| DOCUMENT EXTRACT |
▬▬▬▬▬▬

On legal aid cuts, access to justice has been decimated. Spending has fallen by one third from £2.5 billion to £1.6 billion per year, and the number of civil legal aid cases has fallen from more than 500,000 in the year to April 2013 to just under 150,000 in the year to April 2017. Vulnerable people are being left unable to defend themselves in areas as fundamental as housing, employment, immigration and welfare benefits, and unnecessary costs are being created for the taxpayer as cases are going to court that could have been resolved earlier. Further costs for the public purse arising from cuts are causing issues such as poor health, homelessness and debt. When people lack the money or knowledge to enforce their rights, those rights are worth nothing more than the paper they are written on, yet the Bill fails to mention legal aid or the urgent need to reverse the changes imposed by the Legal Aid, Sentencing and Punishment of Offenders Act 2012.

On court closures, the Bill is silent and has closed down discussion on this equally vital issue for people’s access to justice. It fails to address the significant £1 billion-plus courts reform programme that is being pushed through, as the Lord Chancellor stated earlier—but without any proper scrutiny. Since 2010, the courts and tribunals estate has changed significantly, with hundreds of courts having been closed in the name of austerity, and that has hampered people’s ability to access justice.

Many claimants and defendants must now travel miles to access justice and uphold their rights, the Government having closed their local courts, but many lack either the transport or the finances needed to do so and as a result have lost what should be their guaranteed right to justice. The Government argue that their modernisation programme reduces the need for an expansive courts estate, but we are clear that courts reform should increase access to justice, not ignore its erosion, and that any modernisation of our courts system must not be a smokescreen for cuts and closures that will cause long-term damage to access to justice.

As mentioned earlier, the Bill should have done much more to address the appalling situation of victims of domestic violence being subjected to questioning by those who assaulted them. Women’s Aid found that almost one in four of survey respondents had been cross-examined in this way. That unacceptable situation puts the victims of abuse through yet more torment and hardship, for no conceivable reason. It is cruel and barbaric. Measures to prevent it from happening and protect victims are supported by campaign groups on women’s rights and domestic violence, including Women’s Aid, but yet again such measures are absent from the Bill, despite having been in the Prisons and Courts Bill. There is no excuse for the Government’s not having included such measures in the Bill: that should shame them. I hope they can explain when such measures will be introduced to rectify the situation.

Where there is change, it is change that the Government have failed to impose with sufficient protection, and it is here that we will seek to amend the Bill. On a point of clarification, I should say that my hon. Friend the Member for Bolton South East did not mean to say earlier that we opposed the Bill: we will be abstaining today and tabling amendments in Committee. We are determined to deliver change and reform to the courts and judiciary, even if through the Government’s piecemeal efforts, but we are equally determined that it not be done at the expense of the judiciary, legal protections or judicial independence.

▬▬▬▬▬▬

| DATA SHOWN |
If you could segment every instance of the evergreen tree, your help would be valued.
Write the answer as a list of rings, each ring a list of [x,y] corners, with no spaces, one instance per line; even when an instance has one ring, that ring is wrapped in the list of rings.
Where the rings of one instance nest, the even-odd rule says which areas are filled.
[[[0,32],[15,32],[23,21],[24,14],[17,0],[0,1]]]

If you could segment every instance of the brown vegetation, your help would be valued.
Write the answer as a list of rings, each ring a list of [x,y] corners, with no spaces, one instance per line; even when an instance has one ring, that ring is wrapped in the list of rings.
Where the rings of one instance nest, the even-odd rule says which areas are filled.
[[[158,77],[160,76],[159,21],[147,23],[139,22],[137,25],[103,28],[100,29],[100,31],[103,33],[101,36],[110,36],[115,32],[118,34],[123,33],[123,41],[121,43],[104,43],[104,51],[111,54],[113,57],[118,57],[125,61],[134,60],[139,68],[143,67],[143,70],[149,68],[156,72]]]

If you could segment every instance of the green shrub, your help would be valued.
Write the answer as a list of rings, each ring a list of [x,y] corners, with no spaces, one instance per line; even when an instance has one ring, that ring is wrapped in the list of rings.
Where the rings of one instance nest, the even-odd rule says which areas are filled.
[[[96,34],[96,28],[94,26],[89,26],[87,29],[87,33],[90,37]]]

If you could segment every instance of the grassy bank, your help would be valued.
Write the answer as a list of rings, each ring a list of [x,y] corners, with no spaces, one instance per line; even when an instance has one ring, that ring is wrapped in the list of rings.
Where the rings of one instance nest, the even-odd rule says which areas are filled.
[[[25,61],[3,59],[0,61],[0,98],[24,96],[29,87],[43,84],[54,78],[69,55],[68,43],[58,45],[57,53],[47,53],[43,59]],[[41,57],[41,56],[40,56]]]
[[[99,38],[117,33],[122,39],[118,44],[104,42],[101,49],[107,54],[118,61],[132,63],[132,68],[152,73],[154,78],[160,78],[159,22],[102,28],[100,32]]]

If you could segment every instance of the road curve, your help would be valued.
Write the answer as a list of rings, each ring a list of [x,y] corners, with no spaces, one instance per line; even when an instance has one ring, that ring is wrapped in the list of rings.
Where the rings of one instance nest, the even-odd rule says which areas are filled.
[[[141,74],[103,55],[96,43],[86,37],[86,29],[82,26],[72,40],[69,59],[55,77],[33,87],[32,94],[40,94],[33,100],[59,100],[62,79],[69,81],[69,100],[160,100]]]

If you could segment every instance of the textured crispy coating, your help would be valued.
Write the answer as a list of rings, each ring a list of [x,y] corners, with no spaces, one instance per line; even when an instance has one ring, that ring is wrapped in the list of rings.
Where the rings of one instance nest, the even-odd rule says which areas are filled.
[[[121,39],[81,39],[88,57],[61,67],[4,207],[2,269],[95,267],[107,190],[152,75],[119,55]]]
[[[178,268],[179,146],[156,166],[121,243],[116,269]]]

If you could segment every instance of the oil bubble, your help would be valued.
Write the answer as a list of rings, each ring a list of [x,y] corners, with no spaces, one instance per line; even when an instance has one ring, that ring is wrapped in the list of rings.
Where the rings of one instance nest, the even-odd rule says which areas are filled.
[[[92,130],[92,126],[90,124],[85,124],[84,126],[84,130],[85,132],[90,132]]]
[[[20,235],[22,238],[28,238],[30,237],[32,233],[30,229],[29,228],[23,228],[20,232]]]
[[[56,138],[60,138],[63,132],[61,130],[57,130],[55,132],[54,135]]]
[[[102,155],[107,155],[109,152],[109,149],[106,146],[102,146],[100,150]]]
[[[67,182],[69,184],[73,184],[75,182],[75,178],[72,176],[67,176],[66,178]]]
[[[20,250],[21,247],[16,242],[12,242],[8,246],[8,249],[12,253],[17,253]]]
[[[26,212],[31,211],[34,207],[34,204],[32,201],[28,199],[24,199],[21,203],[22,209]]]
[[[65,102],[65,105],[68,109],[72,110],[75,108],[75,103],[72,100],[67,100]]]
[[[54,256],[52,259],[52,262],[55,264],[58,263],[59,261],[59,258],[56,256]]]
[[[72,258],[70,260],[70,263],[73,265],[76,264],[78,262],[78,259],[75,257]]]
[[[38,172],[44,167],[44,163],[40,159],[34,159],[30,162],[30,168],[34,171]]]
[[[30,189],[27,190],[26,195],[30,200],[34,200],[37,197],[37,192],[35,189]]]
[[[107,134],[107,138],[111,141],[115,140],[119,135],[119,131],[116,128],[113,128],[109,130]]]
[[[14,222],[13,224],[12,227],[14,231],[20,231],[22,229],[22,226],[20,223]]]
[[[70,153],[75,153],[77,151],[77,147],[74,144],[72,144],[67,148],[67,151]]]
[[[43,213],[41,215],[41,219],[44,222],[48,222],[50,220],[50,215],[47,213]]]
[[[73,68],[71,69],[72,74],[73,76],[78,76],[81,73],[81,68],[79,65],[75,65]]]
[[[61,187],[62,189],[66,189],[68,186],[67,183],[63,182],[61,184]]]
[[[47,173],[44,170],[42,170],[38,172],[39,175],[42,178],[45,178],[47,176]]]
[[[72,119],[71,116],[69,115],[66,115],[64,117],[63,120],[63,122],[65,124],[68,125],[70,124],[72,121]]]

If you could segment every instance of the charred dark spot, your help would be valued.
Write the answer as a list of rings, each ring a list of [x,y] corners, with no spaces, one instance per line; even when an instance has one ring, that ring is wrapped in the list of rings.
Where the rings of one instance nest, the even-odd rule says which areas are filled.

▬▬▬▬▬▬

| WORK REQUIRED |
Return the part of the parliamentary debate excerpt starting with "As mentioned earlier, the" and going on through "rectify the situation.", copied word for word. The records are taken from a different source than the text.

| FULL ANSWER |
As mentioned earlier, the Bill should have done much more to address the appalling situation of victims of domestic violence being subjected to questioning by those who assaulted them. Women’s Aid found that almost one in four of survey respondents had been cross-examined in this way. That unacceptable situation puts the victims of abuse through yet more torment and hardship, for no conceivable reason. It is cruel and barbaric. Measures to prevent it from happening and protect victims are supported by campaign groups on women’s rights and domestic violence, including Women’s Aid, but yet again such measures are absent from the Bill, despite having been in the Prisons and Courts Bill. There is no excuse for the Government’s not having included such measures in the Bill: that should shame them. I hope they can explain when such measures will be introduced to rectify the situation.